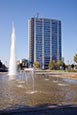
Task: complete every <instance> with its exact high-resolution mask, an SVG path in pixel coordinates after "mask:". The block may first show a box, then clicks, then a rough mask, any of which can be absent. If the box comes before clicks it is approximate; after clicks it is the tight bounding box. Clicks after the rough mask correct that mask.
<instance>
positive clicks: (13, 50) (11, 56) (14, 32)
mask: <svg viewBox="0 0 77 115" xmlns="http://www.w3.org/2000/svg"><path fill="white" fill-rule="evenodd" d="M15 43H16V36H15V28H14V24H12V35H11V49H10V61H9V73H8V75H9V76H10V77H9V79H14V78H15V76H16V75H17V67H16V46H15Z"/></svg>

---

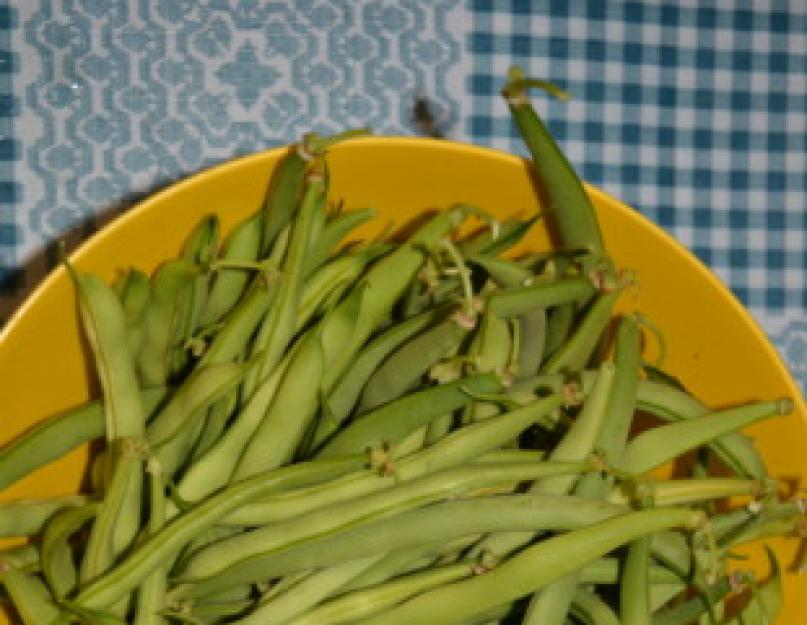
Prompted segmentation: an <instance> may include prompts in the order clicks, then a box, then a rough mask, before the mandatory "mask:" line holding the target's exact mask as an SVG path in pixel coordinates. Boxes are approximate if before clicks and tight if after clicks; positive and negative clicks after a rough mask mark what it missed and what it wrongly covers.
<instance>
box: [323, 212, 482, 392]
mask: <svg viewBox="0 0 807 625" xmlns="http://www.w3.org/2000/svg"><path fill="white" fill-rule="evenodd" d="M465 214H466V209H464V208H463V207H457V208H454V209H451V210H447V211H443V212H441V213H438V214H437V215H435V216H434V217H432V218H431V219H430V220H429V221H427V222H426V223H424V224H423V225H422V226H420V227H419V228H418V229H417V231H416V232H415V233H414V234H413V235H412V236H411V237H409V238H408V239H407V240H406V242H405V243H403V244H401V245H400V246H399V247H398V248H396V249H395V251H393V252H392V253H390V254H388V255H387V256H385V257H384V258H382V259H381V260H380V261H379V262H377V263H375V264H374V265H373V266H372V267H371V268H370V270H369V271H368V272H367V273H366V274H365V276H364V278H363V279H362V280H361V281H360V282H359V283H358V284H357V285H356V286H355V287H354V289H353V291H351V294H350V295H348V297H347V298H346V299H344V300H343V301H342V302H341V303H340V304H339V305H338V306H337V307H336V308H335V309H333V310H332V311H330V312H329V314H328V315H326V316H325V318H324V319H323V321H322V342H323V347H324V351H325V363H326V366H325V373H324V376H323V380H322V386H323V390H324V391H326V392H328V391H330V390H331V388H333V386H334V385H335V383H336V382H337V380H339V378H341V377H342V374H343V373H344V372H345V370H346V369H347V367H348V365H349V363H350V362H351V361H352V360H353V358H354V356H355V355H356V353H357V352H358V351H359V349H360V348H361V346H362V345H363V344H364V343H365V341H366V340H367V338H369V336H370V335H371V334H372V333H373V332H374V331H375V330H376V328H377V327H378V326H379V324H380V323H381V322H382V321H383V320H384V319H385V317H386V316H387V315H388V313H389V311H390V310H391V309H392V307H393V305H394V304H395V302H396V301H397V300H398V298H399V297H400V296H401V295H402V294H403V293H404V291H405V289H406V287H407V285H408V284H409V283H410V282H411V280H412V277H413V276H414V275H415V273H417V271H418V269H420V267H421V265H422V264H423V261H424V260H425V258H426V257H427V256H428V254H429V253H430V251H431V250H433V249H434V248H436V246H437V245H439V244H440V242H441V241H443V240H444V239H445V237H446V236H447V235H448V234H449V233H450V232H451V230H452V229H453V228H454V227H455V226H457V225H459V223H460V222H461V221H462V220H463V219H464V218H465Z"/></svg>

---

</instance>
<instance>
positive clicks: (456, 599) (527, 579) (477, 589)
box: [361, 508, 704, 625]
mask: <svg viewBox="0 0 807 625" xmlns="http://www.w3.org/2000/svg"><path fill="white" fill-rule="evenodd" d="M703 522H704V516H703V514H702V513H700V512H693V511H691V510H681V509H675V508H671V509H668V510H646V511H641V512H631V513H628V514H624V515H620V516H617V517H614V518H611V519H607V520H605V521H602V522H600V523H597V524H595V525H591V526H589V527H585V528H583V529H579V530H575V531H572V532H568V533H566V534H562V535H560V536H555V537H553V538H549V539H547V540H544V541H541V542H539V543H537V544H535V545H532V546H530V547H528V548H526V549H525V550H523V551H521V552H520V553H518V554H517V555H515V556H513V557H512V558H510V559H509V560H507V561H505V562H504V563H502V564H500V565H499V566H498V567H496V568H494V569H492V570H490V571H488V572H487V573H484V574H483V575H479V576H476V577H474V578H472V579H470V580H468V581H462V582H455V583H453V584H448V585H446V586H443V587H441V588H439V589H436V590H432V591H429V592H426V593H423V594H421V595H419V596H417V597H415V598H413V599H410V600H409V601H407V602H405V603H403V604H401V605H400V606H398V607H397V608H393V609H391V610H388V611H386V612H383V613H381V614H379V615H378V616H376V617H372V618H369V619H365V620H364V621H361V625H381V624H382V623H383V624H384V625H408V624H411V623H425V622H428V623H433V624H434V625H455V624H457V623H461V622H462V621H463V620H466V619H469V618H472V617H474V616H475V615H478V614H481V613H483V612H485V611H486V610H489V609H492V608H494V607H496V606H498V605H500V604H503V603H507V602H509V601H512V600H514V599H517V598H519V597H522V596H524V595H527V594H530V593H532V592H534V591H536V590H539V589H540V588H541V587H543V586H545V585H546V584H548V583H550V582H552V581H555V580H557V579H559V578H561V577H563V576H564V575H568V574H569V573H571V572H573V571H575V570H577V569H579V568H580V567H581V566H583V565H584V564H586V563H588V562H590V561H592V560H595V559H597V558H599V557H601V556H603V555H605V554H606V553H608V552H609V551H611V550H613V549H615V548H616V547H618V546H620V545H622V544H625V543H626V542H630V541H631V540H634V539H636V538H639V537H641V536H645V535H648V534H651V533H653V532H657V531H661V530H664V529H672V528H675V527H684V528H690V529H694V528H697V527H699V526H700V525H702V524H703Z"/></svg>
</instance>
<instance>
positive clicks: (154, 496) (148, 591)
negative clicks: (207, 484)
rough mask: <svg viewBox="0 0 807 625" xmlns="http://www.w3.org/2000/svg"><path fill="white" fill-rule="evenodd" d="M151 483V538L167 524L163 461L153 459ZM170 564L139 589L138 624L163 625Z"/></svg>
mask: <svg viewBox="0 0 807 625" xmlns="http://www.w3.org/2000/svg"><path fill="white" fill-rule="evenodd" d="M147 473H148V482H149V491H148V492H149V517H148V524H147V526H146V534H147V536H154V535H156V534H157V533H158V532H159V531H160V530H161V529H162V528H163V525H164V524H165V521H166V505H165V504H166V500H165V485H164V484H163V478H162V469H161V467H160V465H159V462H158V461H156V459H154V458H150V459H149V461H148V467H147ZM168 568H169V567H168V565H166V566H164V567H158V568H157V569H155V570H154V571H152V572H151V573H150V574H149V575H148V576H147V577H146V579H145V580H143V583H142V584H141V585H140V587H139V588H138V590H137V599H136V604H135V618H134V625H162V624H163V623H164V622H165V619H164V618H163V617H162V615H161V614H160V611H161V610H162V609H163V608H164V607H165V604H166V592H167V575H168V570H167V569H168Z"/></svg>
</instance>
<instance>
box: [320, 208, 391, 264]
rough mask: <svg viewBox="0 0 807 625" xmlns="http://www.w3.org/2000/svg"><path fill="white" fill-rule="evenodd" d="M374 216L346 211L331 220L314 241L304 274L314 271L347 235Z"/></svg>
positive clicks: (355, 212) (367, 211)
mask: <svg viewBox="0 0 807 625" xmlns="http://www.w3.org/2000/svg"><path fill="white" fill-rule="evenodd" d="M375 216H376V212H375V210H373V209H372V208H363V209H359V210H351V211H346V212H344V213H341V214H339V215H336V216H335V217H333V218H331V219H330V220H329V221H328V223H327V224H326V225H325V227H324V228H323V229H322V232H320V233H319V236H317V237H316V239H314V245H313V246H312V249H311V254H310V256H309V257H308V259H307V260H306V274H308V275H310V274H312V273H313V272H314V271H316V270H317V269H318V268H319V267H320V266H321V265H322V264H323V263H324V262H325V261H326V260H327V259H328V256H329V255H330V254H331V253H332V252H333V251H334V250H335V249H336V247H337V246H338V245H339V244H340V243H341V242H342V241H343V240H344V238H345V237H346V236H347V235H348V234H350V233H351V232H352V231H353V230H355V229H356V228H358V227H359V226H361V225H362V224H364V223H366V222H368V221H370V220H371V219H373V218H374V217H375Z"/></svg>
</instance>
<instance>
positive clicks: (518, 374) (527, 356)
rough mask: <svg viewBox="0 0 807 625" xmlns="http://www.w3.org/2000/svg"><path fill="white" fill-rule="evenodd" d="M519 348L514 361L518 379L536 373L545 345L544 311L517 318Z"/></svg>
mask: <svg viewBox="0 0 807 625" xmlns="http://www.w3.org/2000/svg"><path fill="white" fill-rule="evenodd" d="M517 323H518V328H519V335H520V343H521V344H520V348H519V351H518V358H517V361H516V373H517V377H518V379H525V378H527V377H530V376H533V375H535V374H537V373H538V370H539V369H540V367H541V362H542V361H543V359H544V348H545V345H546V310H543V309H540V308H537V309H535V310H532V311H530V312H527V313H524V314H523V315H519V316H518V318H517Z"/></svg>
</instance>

### Problem requirements:
Scan the material above for the string "coordinates" and copy every line that has it.

### Response to this exercise:
Task: complete every <instance> with its exact high-resolution mask, an SVG path in pixel coordinates after "mask:". The block may first show a box, then clicks, then a rough mask, any of which can be absent. If the box comes before clicks it is approximate; after clicks it is the tight bounding box. Clicks after the rough mask correct that mask.
Prompted segmentation: an <instance> may include prompts in the order clicks, then a box, then a rough mask, before the mandatory "mask:" line holding the target's exact mask as an SVG path in pixel coordinates. Boxes are approximate if before clicks and tight if after clicks; positive and negative clicks after a rough mask mark what it missed and what it wrongly covers.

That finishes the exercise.